TASK INPUT below:
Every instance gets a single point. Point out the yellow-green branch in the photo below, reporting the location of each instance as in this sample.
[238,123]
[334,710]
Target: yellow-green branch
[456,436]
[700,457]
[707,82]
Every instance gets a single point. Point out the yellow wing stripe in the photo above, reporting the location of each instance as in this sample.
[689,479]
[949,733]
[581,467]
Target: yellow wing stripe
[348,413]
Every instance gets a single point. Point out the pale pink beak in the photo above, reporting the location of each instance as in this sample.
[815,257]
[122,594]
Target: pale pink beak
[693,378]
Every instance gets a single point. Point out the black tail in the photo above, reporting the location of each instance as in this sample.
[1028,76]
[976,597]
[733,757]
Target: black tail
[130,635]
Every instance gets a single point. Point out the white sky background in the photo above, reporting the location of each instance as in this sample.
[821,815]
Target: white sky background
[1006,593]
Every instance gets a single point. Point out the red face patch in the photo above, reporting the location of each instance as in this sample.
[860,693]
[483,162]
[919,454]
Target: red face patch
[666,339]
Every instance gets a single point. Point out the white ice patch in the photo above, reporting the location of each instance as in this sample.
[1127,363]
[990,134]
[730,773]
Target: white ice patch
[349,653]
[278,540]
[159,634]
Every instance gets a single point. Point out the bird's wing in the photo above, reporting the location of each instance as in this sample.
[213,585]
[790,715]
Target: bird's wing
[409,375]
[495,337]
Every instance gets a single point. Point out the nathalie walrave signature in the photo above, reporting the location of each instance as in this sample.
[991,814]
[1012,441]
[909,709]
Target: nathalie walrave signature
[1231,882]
End of TASK INPUT.
TASK INPUT below:
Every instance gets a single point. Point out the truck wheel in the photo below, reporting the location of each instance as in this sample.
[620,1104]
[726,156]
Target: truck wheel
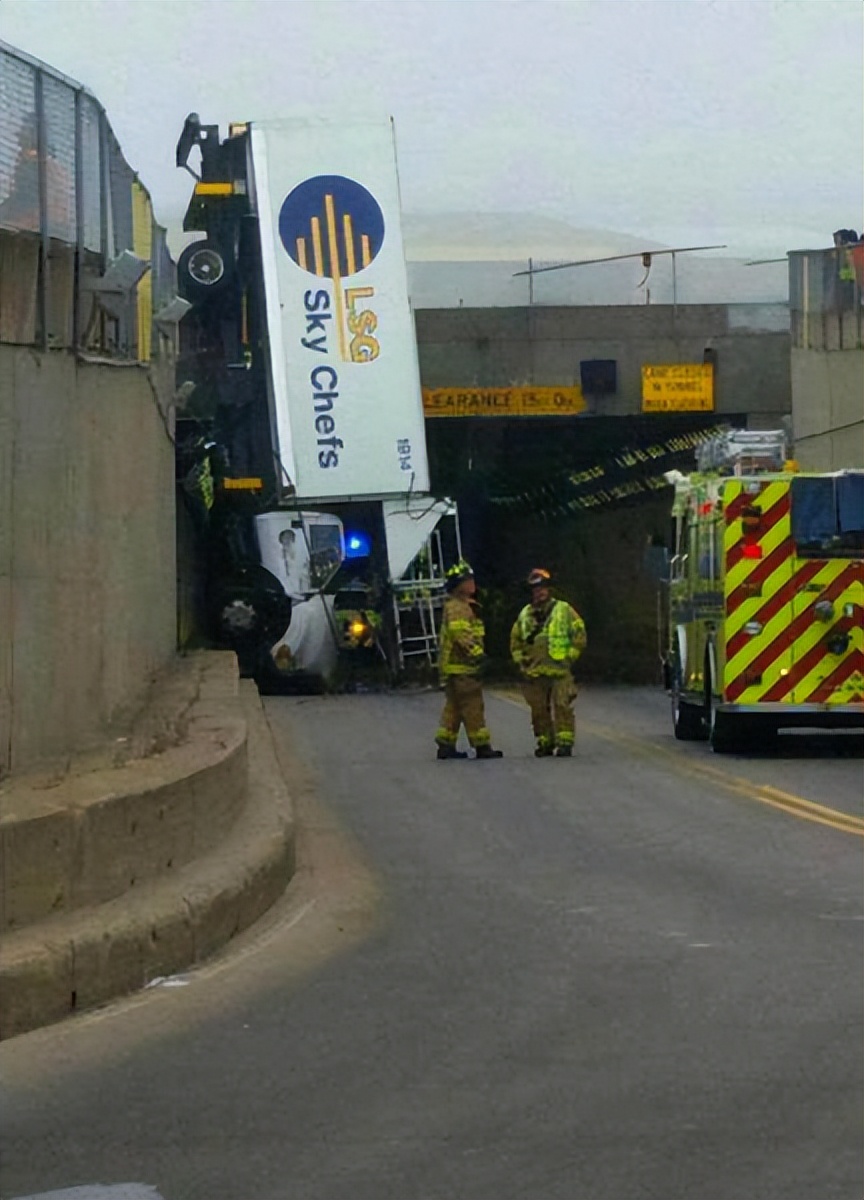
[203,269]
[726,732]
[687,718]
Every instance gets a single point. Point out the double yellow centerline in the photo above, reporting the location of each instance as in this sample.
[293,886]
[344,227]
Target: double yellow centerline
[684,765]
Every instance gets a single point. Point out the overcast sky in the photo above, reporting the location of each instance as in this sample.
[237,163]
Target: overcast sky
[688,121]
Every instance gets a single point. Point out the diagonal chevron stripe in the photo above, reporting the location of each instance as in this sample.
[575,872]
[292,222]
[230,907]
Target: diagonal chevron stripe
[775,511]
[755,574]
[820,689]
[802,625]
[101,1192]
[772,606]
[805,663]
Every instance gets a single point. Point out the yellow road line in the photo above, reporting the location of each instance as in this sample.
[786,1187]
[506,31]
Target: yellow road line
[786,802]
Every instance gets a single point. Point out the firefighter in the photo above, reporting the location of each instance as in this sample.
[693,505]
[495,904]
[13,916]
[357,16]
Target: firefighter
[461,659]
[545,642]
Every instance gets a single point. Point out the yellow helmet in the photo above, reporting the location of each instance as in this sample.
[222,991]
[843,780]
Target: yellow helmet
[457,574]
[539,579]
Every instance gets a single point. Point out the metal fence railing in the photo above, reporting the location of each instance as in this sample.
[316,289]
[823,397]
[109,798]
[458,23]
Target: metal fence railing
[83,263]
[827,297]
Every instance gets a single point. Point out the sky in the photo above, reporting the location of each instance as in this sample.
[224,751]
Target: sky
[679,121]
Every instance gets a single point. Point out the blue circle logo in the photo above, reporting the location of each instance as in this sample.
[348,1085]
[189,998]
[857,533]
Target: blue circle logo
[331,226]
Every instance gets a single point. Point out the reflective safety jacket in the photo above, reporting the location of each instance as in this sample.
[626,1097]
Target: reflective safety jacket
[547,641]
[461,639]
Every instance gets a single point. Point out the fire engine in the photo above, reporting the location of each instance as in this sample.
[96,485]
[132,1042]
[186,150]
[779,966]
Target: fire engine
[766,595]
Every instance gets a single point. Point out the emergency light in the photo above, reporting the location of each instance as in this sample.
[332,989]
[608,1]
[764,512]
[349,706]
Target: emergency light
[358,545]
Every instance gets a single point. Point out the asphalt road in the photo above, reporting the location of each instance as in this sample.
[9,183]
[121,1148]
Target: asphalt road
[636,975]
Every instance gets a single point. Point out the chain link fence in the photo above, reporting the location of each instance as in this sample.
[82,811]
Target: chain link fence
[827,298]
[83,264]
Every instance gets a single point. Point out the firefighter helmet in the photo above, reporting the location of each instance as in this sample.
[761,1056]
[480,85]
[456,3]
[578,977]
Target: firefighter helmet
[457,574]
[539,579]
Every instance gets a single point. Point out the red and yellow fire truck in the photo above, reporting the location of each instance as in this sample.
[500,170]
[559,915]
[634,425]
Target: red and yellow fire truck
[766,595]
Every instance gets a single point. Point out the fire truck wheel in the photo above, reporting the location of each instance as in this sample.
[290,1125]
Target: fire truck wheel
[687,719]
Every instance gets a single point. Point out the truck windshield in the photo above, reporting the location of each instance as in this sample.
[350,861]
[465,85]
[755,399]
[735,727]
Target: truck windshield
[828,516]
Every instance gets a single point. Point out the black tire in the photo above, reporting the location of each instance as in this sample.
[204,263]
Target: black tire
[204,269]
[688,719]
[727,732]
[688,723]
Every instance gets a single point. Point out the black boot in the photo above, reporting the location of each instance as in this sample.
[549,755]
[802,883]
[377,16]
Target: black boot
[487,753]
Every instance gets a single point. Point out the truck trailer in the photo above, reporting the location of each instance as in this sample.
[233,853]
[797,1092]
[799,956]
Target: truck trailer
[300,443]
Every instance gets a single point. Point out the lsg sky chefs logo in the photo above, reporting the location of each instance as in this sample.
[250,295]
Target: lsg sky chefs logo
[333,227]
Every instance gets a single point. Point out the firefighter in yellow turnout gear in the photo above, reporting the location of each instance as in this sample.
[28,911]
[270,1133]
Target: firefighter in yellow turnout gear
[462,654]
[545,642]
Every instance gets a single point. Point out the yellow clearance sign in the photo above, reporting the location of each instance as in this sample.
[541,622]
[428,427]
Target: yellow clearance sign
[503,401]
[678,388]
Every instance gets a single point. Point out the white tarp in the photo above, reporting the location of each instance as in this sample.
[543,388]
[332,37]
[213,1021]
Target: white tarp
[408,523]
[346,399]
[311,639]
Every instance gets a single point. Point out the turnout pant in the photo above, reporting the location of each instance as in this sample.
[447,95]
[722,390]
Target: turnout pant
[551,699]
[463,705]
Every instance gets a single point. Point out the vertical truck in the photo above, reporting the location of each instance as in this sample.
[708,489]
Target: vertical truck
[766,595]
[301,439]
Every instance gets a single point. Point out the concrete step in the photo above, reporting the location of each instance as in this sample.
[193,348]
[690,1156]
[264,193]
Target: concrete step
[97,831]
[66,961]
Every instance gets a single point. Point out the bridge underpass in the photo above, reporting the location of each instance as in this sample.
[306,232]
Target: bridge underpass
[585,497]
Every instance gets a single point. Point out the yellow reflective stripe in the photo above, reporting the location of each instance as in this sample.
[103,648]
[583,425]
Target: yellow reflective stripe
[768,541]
End of TASK INPUT.
TASK INPUT below:
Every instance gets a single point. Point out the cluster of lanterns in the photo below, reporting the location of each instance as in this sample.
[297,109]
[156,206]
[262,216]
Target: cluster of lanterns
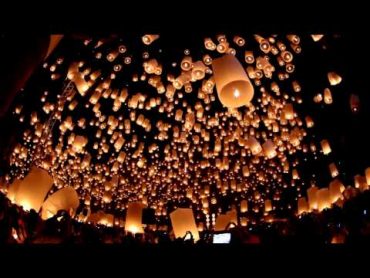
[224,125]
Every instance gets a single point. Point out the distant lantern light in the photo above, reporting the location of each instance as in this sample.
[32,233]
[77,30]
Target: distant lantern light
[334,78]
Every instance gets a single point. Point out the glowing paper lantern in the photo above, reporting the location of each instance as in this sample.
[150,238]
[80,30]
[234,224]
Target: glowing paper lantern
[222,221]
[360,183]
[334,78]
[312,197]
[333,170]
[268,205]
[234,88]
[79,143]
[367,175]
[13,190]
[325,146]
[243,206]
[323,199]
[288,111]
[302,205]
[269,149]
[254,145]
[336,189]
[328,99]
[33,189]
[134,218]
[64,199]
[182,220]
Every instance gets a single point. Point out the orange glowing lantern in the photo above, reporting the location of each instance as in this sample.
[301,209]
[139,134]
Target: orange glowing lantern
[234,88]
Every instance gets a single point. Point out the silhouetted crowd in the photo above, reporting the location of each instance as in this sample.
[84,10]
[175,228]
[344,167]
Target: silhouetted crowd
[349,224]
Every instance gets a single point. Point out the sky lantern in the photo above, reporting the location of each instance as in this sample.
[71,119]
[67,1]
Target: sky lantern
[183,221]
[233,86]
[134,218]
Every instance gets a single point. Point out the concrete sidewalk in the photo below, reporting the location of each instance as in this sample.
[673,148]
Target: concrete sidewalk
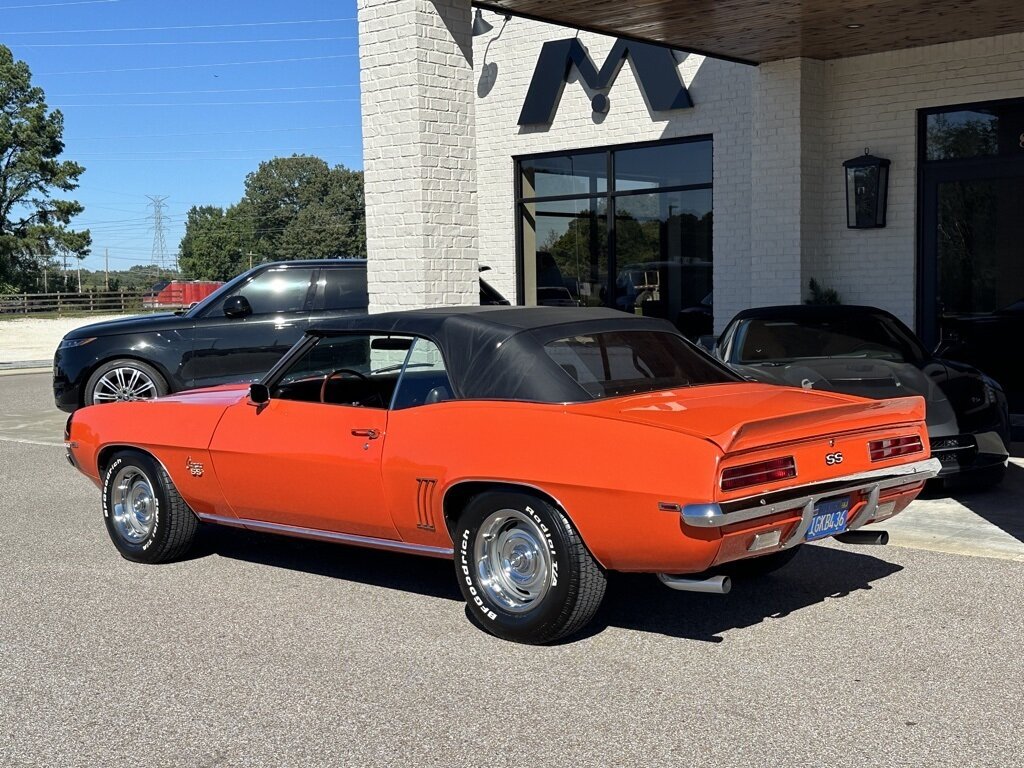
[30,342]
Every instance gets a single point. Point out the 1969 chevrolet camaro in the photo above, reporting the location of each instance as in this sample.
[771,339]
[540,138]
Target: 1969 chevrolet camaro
End of TASK INPUT.
» **TO DO**
From the records, copy out each line that includes the string "chevrolet".

» **SOLUTION TO THIS EXERCISE**
Every instance gets a single point. Point out the 1969 chevrolet camaro in the photo above, reporting the location of each instance as in this sample.
Target: 1969 chevrolet camaro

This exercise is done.